STATED EXERCISE 1.
According to the article on Detroit's bike share study, how many organizations helped fund or support the study?

DOCUMENT SECTION.
DETROIT—Bikeshare programs worldwide have attracted attention for their success, ability to stimulate foot traffic, and move people in a healthy and efficient manner.

A bike share system consists of a network of bicycles distributed around an area that provide transportation for short, one-way trips from one location to another. Riders can purchase varying membership packages, check out a bike, ride to their destination, and return the bike to any other kiosk within the system.

8426575353_f9bef5e60dIn the spring of 2013 the "greater downtown" area of Detroit will learn whether the area is suitable for a multi-neighborhood bike share system.

Lisa Nuszkowski, a senior project administer at Wayne State University, says the study looks very promising.

The feasibility study, being performed by California-based Alta Planning + Design in partnership with livingLAB Detroit, will determine and recommend everything, from which locations the bike share kiosks will occupy, to how many bikes and how much it might all cost.

A total of 21 organizations chipped in to either help fund or support the study.

Neighborhoods under consideration stretch from Riverfront to North End, and from Mexicantown to Lafayette Park. Study teams are currently seeking public comments and suggestions for the bike share system, including where residents would like to see bike-share locations.

You can offer your ideas for the next three weeks on their website at Detroit Bicycle Share, or visit one of the public input maps located at one of the following locations:

  • D:hive in downtown (1253 Woodward)
  • Detroit Public Library Main Branch (5201 Woodward)
  • Bowen Brank (3648 W. Vernor)
  • Elmwood Branch (550 Chene)

Transportation Equity

Nuszkowksi says bike-share sites would likely be determined by the concentration of amenities and retail. The study will also determine how to build the system to maximize user convenience, equity and accessibility.

Critics of the study say the area of the bike share system indicates less altruistic motives for developing the system.

"It can be more community oriented, but generally when things like [this] take off it's because there's a profit to be made," says Sarah Sidelko, co-founder of Detroit-based Fender Bender. She said these types of studies try their best to use "trigger words" like "community and inclusion" so it has greater appeal to more people.

"This is in a really centralized area where people typically have a lot more access than other areas [to] the city's tranportation," she says. "It's pretty obviously an exclusive thing just to begin with. To make it inclusive in a place that's already being exclusive is kind of an oxymoron."

Nuszkowski says, however, the greater downtown area was selected because of its density and mixture of land uses that are complimentary to a bike share program, and the system has the potential to expand throughout the city and region. She also said some suburban communities have already expressed interest in partnerships and learning more as well.

How users will pay for the system, which can correlate to a system's accessibility, is also undetermined at the moment, but varying membership packages are likely to be included.

What's next?

If the system turns out to be feasible, Detroit could turn into one of the many of 30 U.S. cities that have introduced bike share programs and reaped their benefits.

Nuszkowski says once the study is completed in April they'll develop education and promotion campaigns, and search for sponsors and a management entity for the system — WSU said they have no interest in maintaining its day-to-day operation once it is established. She says they would like to find local organizations to run the system and provide system maintenance. It will likely be a non-profit.

STATED EXERCISE 2.
Collect every line from the entries below that contains the word "windshield", copying each one in full.

INFORMATION SHOWN.
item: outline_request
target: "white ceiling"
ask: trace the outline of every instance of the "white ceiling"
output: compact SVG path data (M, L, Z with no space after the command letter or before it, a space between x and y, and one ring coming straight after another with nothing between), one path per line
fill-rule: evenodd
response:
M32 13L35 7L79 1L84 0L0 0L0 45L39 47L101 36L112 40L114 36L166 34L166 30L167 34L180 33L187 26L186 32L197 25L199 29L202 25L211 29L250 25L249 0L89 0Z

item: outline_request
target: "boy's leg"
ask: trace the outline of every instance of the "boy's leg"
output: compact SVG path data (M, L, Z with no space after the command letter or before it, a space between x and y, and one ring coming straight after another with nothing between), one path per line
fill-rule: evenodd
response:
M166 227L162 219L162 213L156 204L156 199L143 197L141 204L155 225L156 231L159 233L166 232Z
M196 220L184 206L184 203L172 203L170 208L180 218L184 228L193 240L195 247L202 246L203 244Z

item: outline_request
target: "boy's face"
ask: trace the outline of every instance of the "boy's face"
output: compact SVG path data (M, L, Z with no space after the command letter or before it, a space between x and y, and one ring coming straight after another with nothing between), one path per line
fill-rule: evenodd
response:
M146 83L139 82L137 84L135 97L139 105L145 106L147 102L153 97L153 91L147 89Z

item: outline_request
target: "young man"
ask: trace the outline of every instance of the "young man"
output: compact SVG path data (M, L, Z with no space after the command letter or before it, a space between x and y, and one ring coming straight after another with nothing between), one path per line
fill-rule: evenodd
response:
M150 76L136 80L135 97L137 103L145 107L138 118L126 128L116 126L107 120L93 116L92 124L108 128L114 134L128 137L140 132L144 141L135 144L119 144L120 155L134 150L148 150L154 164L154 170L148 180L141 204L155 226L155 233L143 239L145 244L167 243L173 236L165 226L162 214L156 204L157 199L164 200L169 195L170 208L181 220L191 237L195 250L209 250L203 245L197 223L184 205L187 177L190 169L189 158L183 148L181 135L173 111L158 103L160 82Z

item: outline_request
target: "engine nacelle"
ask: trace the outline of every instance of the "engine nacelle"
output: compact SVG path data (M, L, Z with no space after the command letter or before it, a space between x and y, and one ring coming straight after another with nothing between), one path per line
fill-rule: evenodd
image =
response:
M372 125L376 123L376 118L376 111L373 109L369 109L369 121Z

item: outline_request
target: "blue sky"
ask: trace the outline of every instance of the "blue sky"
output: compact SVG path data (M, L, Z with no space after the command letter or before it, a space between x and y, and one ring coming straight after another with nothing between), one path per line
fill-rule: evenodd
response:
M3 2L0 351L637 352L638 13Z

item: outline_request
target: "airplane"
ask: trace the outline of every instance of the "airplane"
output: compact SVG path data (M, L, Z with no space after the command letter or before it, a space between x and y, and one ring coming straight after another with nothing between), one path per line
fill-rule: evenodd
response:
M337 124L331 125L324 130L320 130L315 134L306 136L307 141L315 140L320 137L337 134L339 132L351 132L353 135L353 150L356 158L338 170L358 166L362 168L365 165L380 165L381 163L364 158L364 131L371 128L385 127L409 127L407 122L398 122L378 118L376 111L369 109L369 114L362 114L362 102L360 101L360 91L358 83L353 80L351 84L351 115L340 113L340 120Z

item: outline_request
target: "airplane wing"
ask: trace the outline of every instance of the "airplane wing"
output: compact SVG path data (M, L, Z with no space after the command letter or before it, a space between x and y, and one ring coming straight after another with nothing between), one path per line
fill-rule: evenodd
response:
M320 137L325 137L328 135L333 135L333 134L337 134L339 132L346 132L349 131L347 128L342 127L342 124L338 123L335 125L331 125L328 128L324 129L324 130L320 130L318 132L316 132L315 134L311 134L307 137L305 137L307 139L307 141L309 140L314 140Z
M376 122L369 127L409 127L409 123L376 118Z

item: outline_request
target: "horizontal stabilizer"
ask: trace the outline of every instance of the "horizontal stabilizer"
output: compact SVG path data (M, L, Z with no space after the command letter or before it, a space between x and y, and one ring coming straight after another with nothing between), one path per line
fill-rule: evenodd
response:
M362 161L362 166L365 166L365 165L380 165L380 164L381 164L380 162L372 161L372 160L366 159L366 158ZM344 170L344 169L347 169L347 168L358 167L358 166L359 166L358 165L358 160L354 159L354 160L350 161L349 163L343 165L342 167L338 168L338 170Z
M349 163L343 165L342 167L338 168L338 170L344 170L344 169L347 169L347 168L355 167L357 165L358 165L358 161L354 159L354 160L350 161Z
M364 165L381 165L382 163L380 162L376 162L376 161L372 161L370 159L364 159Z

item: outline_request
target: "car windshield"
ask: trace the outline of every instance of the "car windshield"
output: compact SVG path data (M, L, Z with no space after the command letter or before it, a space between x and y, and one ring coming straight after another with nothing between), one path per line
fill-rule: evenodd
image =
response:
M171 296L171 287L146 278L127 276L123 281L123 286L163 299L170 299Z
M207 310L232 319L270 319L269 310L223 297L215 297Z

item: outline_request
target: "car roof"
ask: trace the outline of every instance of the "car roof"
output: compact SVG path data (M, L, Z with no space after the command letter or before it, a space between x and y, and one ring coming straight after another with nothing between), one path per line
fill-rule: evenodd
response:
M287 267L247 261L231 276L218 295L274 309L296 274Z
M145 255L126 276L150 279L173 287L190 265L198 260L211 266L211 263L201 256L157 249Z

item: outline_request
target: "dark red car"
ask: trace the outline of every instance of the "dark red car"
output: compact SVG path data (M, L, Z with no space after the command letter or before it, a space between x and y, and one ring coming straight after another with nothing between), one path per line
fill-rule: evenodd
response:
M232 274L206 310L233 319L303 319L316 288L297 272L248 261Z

PROBLEM SOLUTION 1.
21 organizations.

PROBLEM SOLUTION 2.
target: "car windshield"
ask: trace the outline of every instance of the "car windshield"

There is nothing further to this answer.